TAREFAS A REALIZAR:
1 - No trecho sobre Descartes, o argumento ontológico aparece dividido em partes separadas por ponto e vírgula. Liste todas essas partes.
2 - Transcreva as linhas dos registros a partir da que contém "identify the distant" até o fim dos registros, incluindo as duas pontas.

TRECHO SELECIONADO:
>>>>>

Depois de esclarecer que ele existe, Descartes se pergunta: quem sou eu? Identifica o eu à alma, e a alma ao pensamento. Estabelece o primado do espírito, fazendo dele algo inteiramente distinto do corpo. É a tese do dualismo: a alma é uma substancia completamente distinta do corpo.

A segunda verdade descoberta por Descartes é a existência de Deus. A primeira verdade dizia: eu penso. Mas não eu não sou só. O exame de minhas idéias leva-me a afirmar a existência de Deus. É Deus quem garante as verdades matemáticas, permitindo-nos, por suas aplicações práticas, agir sobre o mundo: fica assegurada, também, a existência do mundo, campo da atividade do homem. Descartes prova a existência de Deus com um argumento ontológico (do grego to on, ontos: ser): por definição, o ser perfeito é aquele que possui todas as perfeições; ora, a existência é uma perfeição; logo, o ser perfeito existe.

<<<<<

REGISTROS DO EXERCÍCIO:
>>>>>

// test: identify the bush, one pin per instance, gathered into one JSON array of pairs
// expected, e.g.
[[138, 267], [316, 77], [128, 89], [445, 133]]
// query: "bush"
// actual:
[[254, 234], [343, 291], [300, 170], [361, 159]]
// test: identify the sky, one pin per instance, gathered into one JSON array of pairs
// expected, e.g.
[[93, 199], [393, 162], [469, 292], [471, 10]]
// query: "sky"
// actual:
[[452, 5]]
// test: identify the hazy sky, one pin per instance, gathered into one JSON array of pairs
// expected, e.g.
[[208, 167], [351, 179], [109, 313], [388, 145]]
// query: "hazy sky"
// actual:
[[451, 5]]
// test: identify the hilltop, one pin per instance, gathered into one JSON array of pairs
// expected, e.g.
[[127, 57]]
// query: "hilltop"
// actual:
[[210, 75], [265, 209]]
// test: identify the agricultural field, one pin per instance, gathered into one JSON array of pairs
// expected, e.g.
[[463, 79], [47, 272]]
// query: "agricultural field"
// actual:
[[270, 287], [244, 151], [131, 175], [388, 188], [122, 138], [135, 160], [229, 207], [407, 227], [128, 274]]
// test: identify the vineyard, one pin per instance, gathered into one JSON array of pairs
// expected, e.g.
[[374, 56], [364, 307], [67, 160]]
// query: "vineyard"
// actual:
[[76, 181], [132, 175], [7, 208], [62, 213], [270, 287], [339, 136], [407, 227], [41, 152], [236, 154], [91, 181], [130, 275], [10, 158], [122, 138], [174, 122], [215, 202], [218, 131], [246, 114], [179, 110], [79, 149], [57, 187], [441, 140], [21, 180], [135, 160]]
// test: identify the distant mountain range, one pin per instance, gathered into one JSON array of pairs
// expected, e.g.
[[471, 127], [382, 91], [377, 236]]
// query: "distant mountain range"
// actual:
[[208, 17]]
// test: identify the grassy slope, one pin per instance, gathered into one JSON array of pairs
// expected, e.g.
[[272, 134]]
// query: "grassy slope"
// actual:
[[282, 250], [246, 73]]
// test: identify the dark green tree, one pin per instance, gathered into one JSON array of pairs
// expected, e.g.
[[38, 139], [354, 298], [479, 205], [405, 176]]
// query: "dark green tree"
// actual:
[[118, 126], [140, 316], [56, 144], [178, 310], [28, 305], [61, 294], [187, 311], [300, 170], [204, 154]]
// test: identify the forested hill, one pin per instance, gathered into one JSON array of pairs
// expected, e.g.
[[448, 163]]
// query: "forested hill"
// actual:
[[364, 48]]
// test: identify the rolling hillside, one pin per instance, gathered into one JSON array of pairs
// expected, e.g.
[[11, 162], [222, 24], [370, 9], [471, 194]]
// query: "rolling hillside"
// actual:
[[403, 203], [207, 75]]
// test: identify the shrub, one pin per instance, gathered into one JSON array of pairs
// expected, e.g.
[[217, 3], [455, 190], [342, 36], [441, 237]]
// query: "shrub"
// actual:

<<<<<

RESULTADOS DO EXERCÍCIO:
1 -
- por definição, o ser perfeito é aquele que possui todas as perfeições
- ora, a existência é uma perfeição
- logo, o ser perfeito existe

2 -
// test: identify the distant mountain range, one pin per instance, gathered into one JSON array of pairs
// expected, e.g.
[[471, 127], [382, 91], [377, 236]]
// query: "distant mountain range"
// actual:
[[208, 17]]
// test: identify the grassy slope, one pin per instance, gathered into one JSON array of pairs
// expected, e.g.
[[272, 134]]
// query: "grassy slope"
// actual:
[[282, 250], [246, 73]]
// test: identify the dark green tree, one pin per instance, gathered into one JSON array of pairs
// expected, e.g.
[[38, 139], [354, 298], [479, 205], [405, 176]]
// query: "dark green tree"
// actual:
[[118, 126], [140, 316], [56, 144], [178, 310], [28, 305], [61, 294], [187, 311], [300, 170], [204, 154]]
// test: identify the forested hill, one pin per instance, gathered into one JSON array of pairs
// expected, e.g.
[[448, 163]]
// query: "forested hill"
// actual:
[[364, 48]]
// test: identify the rolling hillside, one pin per instance, gathered into one JSON array of pairs
// expected, e.g.
[[11, 162], [222, 24], [370, 9], [471, 194]]
// query: "rolling hillside"
// actual:
[[403, 203], [207, 75]]
// test: identify the shrub, one pin per instance, gathered into one JSON array of pairs
// expected, e.g.
[[217, 3], [455, 190], [342, 36], [441, 237]]
// query: "shrub"
// actual:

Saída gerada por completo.